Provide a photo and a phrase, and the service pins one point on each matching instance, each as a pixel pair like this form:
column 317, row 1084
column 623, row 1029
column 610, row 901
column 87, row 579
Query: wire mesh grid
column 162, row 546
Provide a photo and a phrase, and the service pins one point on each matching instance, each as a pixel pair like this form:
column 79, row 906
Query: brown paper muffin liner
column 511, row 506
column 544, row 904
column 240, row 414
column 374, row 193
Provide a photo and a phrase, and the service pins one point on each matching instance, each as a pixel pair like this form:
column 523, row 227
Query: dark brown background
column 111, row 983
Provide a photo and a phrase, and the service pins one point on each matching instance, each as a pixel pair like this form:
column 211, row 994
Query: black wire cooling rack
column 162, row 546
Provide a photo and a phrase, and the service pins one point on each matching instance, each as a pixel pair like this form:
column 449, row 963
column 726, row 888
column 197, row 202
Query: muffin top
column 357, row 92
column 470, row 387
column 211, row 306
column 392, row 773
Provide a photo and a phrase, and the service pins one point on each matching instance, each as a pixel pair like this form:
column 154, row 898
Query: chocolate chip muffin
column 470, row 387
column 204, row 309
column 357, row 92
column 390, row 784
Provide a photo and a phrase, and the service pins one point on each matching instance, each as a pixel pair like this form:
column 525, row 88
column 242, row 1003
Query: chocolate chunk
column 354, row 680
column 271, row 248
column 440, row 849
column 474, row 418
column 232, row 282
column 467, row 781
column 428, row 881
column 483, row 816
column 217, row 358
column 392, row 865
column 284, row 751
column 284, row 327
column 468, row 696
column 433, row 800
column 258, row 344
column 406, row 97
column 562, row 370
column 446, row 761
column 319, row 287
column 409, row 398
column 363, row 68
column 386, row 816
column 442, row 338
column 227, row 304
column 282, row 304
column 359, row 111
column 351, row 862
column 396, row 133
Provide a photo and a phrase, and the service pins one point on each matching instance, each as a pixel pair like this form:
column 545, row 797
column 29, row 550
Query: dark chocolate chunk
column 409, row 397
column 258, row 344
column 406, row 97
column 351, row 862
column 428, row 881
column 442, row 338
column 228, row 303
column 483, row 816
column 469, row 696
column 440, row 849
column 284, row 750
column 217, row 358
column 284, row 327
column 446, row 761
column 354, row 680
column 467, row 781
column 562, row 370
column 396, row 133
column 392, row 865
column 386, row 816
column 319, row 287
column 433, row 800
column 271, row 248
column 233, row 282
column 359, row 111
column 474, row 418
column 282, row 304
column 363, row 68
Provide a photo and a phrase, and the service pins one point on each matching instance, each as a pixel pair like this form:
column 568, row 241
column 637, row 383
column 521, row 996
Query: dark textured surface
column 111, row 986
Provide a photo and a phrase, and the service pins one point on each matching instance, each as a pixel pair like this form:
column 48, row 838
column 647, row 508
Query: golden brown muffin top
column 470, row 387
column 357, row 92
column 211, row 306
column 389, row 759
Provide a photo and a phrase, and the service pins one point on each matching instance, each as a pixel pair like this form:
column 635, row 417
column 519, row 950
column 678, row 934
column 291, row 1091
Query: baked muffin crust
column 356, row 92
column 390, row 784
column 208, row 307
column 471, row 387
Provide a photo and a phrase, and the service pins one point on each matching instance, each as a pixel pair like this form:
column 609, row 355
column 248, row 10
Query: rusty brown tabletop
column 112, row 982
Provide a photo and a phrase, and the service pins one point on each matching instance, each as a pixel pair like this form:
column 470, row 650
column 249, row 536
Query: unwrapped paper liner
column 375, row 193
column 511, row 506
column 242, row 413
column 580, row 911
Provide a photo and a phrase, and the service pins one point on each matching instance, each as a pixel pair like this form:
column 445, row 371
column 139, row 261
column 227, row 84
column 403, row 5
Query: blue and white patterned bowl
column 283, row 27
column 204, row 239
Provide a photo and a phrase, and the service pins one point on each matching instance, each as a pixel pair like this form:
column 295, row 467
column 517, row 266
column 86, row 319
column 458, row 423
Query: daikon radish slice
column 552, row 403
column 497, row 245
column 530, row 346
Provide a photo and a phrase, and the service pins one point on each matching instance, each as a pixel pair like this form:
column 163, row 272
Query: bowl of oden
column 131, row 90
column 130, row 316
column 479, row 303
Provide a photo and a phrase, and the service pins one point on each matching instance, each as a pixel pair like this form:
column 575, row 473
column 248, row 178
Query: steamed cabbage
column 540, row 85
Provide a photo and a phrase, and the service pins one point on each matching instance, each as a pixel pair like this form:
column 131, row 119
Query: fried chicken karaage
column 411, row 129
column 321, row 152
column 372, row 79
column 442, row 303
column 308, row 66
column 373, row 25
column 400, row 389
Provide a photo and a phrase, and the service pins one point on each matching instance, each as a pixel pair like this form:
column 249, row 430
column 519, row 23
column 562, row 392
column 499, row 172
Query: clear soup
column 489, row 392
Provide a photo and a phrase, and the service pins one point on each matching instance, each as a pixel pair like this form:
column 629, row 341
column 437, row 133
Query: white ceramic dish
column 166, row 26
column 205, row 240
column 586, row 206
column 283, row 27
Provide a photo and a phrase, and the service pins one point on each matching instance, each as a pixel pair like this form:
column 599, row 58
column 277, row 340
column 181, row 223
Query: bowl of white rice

• **EXERCISE DIRECTIONS**: In the listing above, find the line with "column 211, row 994" and the line with "column 242, row 1003"; set down exactly those two lines and every line between them, nothing more.

• **EXPECTED ANSWER**:
column 211, row 994
Query: black wire cooling rack
column 162, row 546
Provide a photo and a phrase, and the service pins one point on each matching instance, each as a pixel pair like this form:
column 449, row 963
column 726, row 888
column 197, row 202
Query: muffin top
column 357, row 92
column 470, row 387
column 211, row 306
column 392, row 773
Provide a photo and a phrase, and the service pins one point on each matching instance, each as a pixel pair like this form:
column 154, row 898
Query: chocolate chip muffin
column 470, row 387
column 204, row 309
column 357, row 92
column 390, row 784
Provide a photo and a phrase, and the service pins one point on each matching instance, each as a pixel pair like this form:
column 525, row 88
column 242, row 1003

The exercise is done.